**Text shown**
Longitude: -2.2688 / 2°16'7"W

OS Eastings: 383013.35192

OS Northings: 596886.052958

OS Grid: NY830968

Mapcode National: GBR D7LK.L4

Mapcode Global: WHB0R.3XW0

Entry Name: Evistones medieval settlement, field system and three bastles

Scheduled Date: 12 November 1962

Last Amended: 7 July 1999

Source: Historic England

Source ID: 1016815

English Heritage Legacy ID: 32719

County: Northumberland

Civil Parish: Rochester

Traditional County: Northumberland

Lieutenancy Area (Ceremonial County): Northumberland

Church of England Parish: Horsley with Byrness

Church of England Diocese: Newcastle


The monument includes the remains of a medieval and post-medieval settlement,
situated on a north east facing slope overlooking the valley of the River Rede
to the north west, north east and south east. The settlement is visible as the
remains of a series of rectangular buildings of longhouse form and at least
three bastles, linked together by walls and placed around a central space,
interpreted as an irregularly shaped village green. More than one phase of
settlement is represented by the remains at Evistones.

**Data for this exercise**
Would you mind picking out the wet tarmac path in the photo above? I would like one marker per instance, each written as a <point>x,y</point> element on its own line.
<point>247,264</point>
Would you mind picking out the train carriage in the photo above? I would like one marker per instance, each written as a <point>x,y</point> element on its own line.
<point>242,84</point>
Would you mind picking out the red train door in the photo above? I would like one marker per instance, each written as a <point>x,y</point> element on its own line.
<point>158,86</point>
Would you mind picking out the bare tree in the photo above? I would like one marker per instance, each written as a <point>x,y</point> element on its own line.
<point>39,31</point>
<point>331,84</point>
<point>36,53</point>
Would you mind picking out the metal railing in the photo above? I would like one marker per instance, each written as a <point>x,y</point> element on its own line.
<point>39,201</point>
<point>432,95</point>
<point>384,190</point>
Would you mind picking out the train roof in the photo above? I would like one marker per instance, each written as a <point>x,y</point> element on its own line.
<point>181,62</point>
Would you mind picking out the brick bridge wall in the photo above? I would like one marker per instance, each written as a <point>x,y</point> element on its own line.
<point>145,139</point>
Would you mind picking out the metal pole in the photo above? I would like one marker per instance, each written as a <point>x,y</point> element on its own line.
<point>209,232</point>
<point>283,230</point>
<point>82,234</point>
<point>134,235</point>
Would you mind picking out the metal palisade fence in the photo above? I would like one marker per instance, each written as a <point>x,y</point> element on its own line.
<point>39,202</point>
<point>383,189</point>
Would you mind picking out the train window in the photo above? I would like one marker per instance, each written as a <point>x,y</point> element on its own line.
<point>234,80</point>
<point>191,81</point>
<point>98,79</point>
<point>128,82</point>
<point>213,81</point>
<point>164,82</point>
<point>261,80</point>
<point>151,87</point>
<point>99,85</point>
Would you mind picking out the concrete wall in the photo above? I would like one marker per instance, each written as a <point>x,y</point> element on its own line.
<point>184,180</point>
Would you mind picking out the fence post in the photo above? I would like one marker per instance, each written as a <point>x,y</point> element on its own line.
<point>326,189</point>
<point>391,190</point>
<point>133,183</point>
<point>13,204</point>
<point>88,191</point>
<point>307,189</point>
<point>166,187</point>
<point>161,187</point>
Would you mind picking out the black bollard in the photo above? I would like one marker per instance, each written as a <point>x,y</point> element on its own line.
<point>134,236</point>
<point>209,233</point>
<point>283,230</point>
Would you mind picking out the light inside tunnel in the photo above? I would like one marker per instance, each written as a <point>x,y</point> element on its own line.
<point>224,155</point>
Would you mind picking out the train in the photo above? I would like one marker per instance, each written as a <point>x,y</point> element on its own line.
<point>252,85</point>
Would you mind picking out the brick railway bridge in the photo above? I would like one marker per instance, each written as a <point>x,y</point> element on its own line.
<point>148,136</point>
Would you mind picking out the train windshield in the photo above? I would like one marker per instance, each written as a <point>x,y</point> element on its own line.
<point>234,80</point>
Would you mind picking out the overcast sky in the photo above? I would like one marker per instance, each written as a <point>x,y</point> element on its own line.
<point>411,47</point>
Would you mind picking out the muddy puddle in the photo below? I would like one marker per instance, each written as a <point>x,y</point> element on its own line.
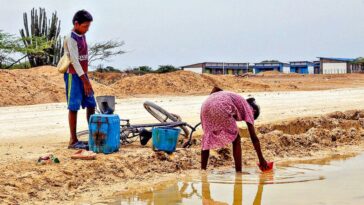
<point>335,180</point>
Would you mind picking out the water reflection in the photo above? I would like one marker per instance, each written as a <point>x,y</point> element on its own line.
<point>318,179</point>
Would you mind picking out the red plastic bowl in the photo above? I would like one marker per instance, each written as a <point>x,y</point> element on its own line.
<point>270,167</point>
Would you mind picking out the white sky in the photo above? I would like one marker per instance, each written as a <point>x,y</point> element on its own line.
<point>158,32</point>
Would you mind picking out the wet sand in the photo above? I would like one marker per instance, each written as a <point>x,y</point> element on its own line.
<point>333,180</point>
<point>25,138</point>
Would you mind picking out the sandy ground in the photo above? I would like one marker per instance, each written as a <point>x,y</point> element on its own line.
<point>46,85</point>
<point>31,131</point>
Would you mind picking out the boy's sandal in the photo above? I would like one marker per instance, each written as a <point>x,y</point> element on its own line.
<point>84,155</point>
<point>78,145</point>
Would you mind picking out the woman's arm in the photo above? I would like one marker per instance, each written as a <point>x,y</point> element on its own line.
<point>256,145</point>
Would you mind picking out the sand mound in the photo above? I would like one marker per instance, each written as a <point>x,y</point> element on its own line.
<point>24,181</point>
<point>46,85</point>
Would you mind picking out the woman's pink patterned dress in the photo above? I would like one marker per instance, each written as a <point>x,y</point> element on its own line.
<point>219,114</point>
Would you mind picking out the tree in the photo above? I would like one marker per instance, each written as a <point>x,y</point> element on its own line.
<point>104,51</point>
<point>166,68</point>
<point>42,34</point>
<point>6,48</point>
<point>144,69</point>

**Objective A**
Can you rewrite the records from the line with "Would you mind picking out the light" to the line with "<point>335,180</point>", putting "dot" in place of "marker" and keeping everything else the same, with the pictures left out?
**Objective B**
Could you carry on the account of the Evistones medieval settlement from where it stops?

**Task result A**
Would you mind picking out the light inside tunnel in the photo above? I would like one dot per instance, each written as a <point>x,y</point> element on its own line.
<point>224,155</point>
Would you mind picking out the train in the photo above? I would like one dot per instance, each written as a <point>x,y</point> element on its own line.
<point>252,85</point>
Would you mind picking out the brick railway bridge in the photo above? I would like one dot per instance, each written as a <point>x,y</point> element on its own line.
<point>148,136</point>
Would you mind picking out the train windshield in the photo above? I would like one dot per instance, each written as a <point>x,y</point> element on its own line.
<point>234,80</point>
Would you mind picking out the overcast sky in the photo above? I would like one dot per instance, each written as a <point>x,y</point> element on its own line.
<point>411,47</point>
Would you mind picking out the muddy puddle in the photo below? I would like one dot per instance, each written as a <point>x,y</point> element on its own line.
<point>335,180</point>

**Task result B**
The first bastle, the most prominent feature of the monument, is situated at
the north eastern end of the central complex at NY 8305 9677. It is visible as
a vaulted, rectangular building measuring 10.5m by 7.5m with walls 1.5 to 1.6m
thick of roughly squared stone. The jambs of an original doorway in the centre
of the eastern wall are clearly visible. The western half of the original
barrel vault remains intact, standing 2.8m high. The cross wall with a central
doorway which is visible today is a later construction related to the re-use
of the bastle as a sheepfold. Some 60m north west of the first bastle, forming
the north western edge of the central complex of buildings, there is a second
bastle, visible as the lower courses of a rectangular building 10.5m by 8m
with walls 1.7m thick, constructed of large, roughly squared stone. In between
the two bastles, ranged along the north side of the green there are the
remains of at least two partially overlapping longhouses, standing on average
1m high with walls between 1m and 1.5m wide. The remains of at least six
further longhouses are ranged around the eastern and southern sides of the
green; these buildings stand to a maximum height of 1m with walls on average
0.8m thick. Those at the south eastern end generally stand less high and are
more denuded than the rest. A single building is situated on the village green
in a central position with walls 0.3m high and 1.2m thick. The bastles and
some of the longhouses have irregularly shaped enclosures attached to them
representing the remains of gardens or small fields. These are bounded by
stone walls on average 1.5m high.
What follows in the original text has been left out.